Required action - Keep the pictures out. Copy every line of the listing exactly.

Data to use -
• • • • • • •

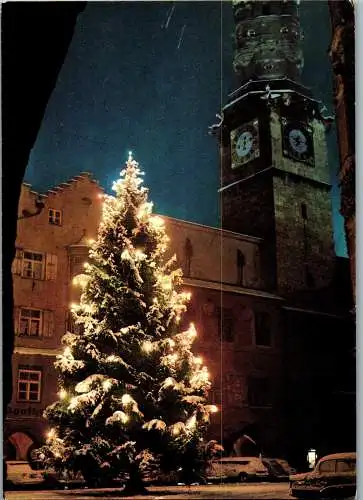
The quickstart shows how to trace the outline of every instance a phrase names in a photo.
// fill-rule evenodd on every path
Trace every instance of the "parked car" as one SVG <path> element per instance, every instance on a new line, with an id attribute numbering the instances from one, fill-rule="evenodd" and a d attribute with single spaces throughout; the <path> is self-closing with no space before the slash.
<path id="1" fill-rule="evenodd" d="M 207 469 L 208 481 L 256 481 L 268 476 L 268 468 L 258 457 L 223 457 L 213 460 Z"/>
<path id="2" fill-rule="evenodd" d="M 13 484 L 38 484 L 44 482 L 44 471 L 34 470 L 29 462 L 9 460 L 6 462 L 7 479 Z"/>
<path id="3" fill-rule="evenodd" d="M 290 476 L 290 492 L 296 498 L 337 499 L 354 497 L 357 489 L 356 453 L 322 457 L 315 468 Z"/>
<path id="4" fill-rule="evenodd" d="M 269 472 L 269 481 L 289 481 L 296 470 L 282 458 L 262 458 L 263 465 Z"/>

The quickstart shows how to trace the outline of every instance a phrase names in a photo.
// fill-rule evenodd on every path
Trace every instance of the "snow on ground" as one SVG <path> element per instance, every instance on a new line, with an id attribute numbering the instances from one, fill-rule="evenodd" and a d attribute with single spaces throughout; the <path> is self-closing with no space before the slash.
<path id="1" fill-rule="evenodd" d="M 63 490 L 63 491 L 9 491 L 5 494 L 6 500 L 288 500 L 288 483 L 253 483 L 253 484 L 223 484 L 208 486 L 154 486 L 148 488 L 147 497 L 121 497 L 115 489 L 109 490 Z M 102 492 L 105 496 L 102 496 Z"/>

• • • • • • •

Response -
The quickstart shows how to trace the outline of every instance a phrase names in a photo.
// fill-rule evenodd on every path
Trace every instance of the "parked car" as one SVG <path> element per instance, every instance on a new line, with an id attribute numbering the instances from one, fill-rule="evenodd" and a d attribute with single spaces throughout; the <path> is self-closing with no space before the slash.
<path id="1" fill-rule="evenodd" d="M 207 469 L 208 481 L 256 481 L 268 476 L 268 468 L 258 457 L 223 457 L 213 460 Z"/>
<path id="2" fill-rule="evenodd" d="M 13 484 L 38 484 L 44 482 L 44 471 L 34 470 L 29 462 L 9 460 L 6 462 L 7 479 Z"/>
<path id="3" fill-rule="evenodd" d="M 290 476 L 290 492 L 296 498 L 337 499 L 354 497 L 357 489 L 356 453 L 322 457 L 315 468 Z"/>
<path id="4" fill-rule="evenodd" d="M 269 472 L 269 481 L 289 481 L 296 470 L 282 458 L 262 458 L 263 465 Z"/>

The quickstart shows how to trace the outline of every instance a phrase names in a photo.
// fill-rule evenodd on every path
Trace every instance of the "snow on ground" as one SVG <path> element per instance, every instance on a new line, with an id attribute numbering the instances from one, fill-rule="evenodd" and a d attribute with single spaces throughout; the <path> is self-closing with no space before the slash.
<path id="1" fill-rule="evenodd" d="M 63 490 L 63 491 L 9 491 L 5 494 L 6 500 L 288 500 L 288 483 L 253 483 L 253 484 L 223 484 L 208 486 L 154 486 L 148 488 L 147 497 L 121 497 L 115 489 L 109 490 Z M 102 492 L 105 496 L 102 496 Z"/>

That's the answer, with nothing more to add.